- _TASK DETAILS_:
Skip the pictures. Return exactly the lines from the one containing "Where can you spot the gravestone top" through the end of the entries below.

- _EXERCISE INPUT_:
——

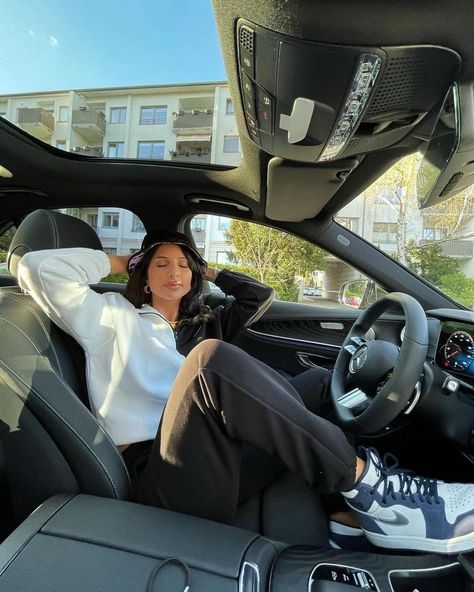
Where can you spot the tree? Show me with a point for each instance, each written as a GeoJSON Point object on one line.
{"type": "Point", "coordinates": [276, 257]}
{"type": "Point", "coordinates": [430, 263]}
{"type": "Point", "coordinates": [450, 219]}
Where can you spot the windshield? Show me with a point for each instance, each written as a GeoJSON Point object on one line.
{"type": "Point", "coordinates": [119, 80]}
{"type": "Point", "coordinates": [437, 243]}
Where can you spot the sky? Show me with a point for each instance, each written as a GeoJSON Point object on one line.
{"type": "Point", "coordinates": [79, 44]}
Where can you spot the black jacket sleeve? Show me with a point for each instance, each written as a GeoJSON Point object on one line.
{"type": "Point", "coordinates": [251, 300]}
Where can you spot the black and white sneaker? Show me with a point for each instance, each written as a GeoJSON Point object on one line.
{"type": "Point", "coordinates": [350, 538]}
{"type": "Point", "coordinates": [398, 510]}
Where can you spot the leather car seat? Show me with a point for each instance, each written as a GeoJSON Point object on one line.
{"type": "Point", "coordinates": [50, 442]}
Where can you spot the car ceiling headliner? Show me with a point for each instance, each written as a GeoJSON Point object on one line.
{"type": "Point", "coordinates": [69, 179]}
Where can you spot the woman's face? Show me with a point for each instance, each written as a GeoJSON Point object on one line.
{"type": "Point", "coordinates": [169, 274]}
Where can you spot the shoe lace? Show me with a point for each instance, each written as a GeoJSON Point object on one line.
{"type": "Point", "coordinates": [404, 482]}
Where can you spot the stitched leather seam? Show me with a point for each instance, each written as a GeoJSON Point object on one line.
{"type": "Point", "coordinates": [73, 430]}
{"type": "Point", "coordinates": [41, 324]}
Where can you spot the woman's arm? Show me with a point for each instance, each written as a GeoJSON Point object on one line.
{"type": "Point", "coordinates": [251, 300]}
{"type": "Point", "coordinates": [59, 279]}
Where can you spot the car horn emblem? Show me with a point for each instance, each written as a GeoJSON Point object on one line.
{"type": "Point", "coordinates": [358, 360]}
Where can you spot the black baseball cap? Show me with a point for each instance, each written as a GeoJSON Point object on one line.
{"type": "Point", "coordinates": [163, 236]}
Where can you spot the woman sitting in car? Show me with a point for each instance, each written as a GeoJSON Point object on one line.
{"type": "Point", "coordinates": [182, 421]}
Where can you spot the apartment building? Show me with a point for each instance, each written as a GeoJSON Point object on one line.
{"type": "Point", "coordinates": [186, 122]}
{"type": "Point", "coordinates": [191, 123]}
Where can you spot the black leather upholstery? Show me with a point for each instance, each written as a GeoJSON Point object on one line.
{"type": "Point", "coordinates": [45, 229]}
{"type": "Point", "coordinates": [49, 439]}
{"type": "Point", "coordinates": [52, 443]}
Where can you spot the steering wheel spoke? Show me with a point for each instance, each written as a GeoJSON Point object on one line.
{"type": "Point", "coordinates": [353, 398]}
{"type": "Point", "coordinates": [373, 380]}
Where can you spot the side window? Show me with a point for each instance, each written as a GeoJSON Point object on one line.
{"type": "Point", "coordinates": [5, 240]}
{"type": "Point", "coordinates": [120, 231]}
{"type": "Point", "coordinates": [297, 270]}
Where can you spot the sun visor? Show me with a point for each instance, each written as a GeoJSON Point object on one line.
{"type": "Point", "coordinates": [314, 102]}
{"type": "Point", "coordinates": [296, 191]}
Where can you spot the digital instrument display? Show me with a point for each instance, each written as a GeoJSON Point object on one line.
{"type": "Point", "coordinates": [456, 348]}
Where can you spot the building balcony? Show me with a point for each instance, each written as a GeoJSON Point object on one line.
{"type": "Point", "coordinates": [95, 151]}
{"type": "Point", "coordinates": [36, 121]}
{"type": "Point", "coordinates": [183, 156]}
{"type": "Point", "coordinates": [458, 249]}
{"type": "Point", "coordinates": [192, 122]}
{"type": "Point", "coordinates": [89, 123]}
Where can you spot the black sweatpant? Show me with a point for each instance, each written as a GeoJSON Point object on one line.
{"type": "Point", "coordinates": [222, 400]}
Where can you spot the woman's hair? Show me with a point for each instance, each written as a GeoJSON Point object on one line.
{"type": "Point", "coordinates": [191, 308]}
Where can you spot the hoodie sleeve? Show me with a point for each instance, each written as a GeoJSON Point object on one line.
{"type": "Point", "coordinates": [251, 300]}
{"type": "Point", "coordinates": [58, 280]}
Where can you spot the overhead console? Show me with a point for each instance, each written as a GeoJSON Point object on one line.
{"type": "Point", "coordinates": [315, 102]}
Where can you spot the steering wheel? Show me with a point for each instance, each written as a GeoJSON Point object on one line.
{"type": "Point", "coordinates": [382, 375]}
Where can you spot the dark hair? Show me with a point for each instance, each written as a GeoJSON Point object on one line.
{"type": "Point", "coordinates": [191, 307]}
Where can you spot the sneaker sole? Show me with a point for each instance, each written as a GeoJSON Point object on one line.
{"type": "Point", "coordinates": [457, 545]}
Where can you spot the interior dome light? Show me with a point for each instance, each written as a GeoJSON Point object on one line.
{"type": "Point", "coordinates": [363, 82]}
{"type": "Point", "coordinates": [5, 173]}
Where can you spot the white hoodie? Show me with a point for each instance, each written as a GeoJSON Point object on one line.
{"type": "Point", "coordinates": [131, 356]}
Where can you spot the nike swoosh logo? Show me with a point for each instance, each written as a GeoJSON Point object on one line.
{"type": "Point", "coordinates": [397, 520]}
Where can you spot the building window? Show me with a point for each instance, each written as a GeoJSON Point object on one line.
{"type": "Point", "coordinates": [231, 143]}
{"type": "Point", "coordinates": [198, 224]}
{"type": "Point", "coordinates": [222, 257]}
{"type": "Point", "coordinates": [118, 115]}
{"type": "Point", "coordinates": [63, 114]}
{"type": "Point", "coordinates": [153, 115]}
{"type": "Point", "coordinates": [349, 223]}
{"type": "Point", "coordinates": [110, 219]}
{"type": "Point", "coordinates": [155, 150]}
{"type": "Point", "coordinates": [115, 149]}
{"type": "Point", "coordinates": [384, 232]}
{"type": "Point", "coordinates": [92, 220]}
{"type": "Point", "coordinates": [430, 234]}
{"type": "Point", "coordinates": [137, 225]}
{"type": "Point", "coordinates": [223, 223]}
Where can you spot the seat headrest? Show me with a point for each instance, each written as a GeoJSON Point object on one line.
{"type": "Point", "coordinates": [44, 229]}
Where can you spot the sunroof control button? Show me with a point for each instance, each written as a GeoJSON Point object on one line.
{"type": "Point", "coordinates": [297, 124]}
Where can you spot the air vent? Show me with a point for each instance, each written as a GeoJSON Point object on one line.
{"type": "Point", "coordinates": [246, 38]}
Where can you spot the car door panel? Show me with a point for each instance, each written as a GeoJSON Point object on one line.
{"type": "Point", "coordinates": [292, 337]}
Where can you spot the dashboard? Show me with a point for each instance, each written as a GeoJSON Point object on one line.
{"type": "Point", "coordinates": [455, 351]}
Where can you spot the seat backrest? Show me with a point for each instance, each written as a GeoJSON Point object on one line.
{"type": "Point", "coordinates": [49, 440]}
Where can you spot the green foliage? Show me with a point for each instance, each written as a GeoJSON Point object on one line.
{"type": "Point", "coordinates": [459, 287]}
{"type": "Point", "coordinates": [443, 272]}
{"type": "Point", "coordinates": [429, 262]}
{"type": "Point", "coordinates": [274, 257]}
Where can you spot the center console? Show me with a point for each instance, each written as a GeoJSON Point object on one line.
{"type": "Point", "coordinates": [85, 543]}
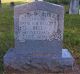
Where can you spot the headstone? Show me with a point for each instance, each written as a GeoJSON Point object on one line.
{"type": "Point", "coordinates": [74, 7]}
{"type": "Point", "coordinates": [38, 32]}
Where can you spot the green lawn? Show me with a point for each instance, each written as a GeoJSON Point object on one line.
{"type": "Point", "coordinates": [71, 33]}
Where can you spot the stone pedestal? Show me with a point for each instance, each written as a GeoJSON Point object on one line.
{"type": "Point", "coordinates": [20, 63]}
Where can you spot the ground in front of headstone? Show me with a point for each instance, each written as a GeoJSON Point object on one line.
{"type": "Point", "coordinates": [76, 70]}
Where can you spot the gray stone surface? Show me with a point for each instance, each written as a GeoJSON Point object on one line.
{"type": "Point", "coordinates": [38, 28]}
{"type": "Point", "coordinates": [74, 7]}
{"type": "Point", "coordinates": [22, 61]}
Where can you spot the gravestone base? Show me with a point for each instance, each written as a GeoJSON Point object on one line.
{"type": "Point", "coordinates": [17, 63]}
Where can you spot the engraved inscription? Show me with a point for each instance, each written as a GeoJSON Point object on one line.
{"type": "Point", "coordinates": [37, 25]}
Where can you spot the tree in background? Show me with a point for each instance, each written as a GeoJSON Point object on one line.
{"type": "Point", "coordinates": [0, 3]}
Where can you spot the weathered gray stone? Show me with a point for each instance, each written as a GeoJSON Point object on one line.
{"type": "Point", "coordinates": [74, 7]}
{"type": "Point", "coordinates": [38, 32]}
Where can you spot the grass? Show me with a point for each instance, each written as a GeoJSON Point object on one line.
{"type": "Point", "coordinates": [71, 33]}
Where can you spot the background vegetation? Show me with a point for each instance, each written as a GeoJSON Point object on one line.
{"type": "Point", "coordinates": [71, 32]}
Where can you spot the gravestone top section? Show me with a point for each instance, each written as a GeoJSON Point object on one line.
{"type": "Point", "coordinates": [38, 21]}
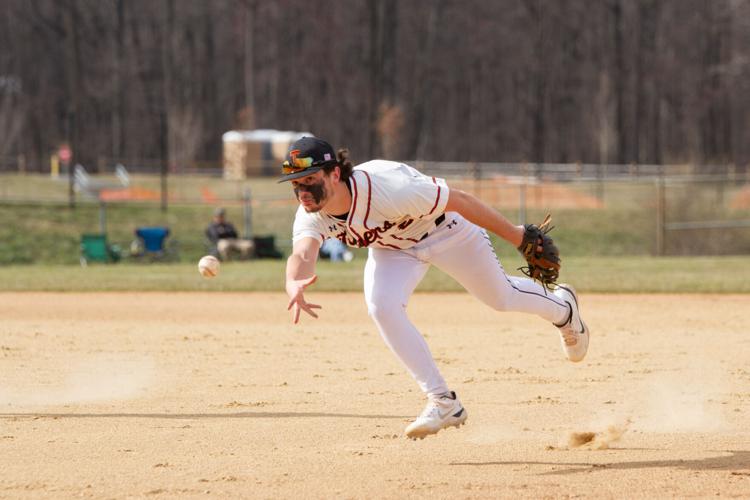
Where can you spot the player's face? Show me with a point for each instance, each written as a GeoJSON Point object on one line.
{"type": "Point", "coordinates": [312, 191]}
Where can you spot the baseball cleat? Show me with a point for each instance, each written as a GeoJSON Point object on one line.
{"type": "Point", "coordinates": [574, 334]}
{"type": "Point", "coordinates": [441, 412]}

——

- _TASK RESPONSE_:
Where can you spot the gravestone top section? Show me with a point for each instance, each written as a GeoJSON Point object on one line.
{"type": "Point", "coordinates": [38, 21]}
Where can you spot the player's face? Show me with a point for each instance, each written as a GeoJSON Point object on one line.
{"type": "Point", "coordinates": [312, 191]}
Where can you spot the baseball cleat? Show me with a point for each instance, each written as a GeoJSON Point object on one line.
{"type": "Point", "coordinates": [574, 334]}
{"type": "Point", "coordinates": [441, 412]}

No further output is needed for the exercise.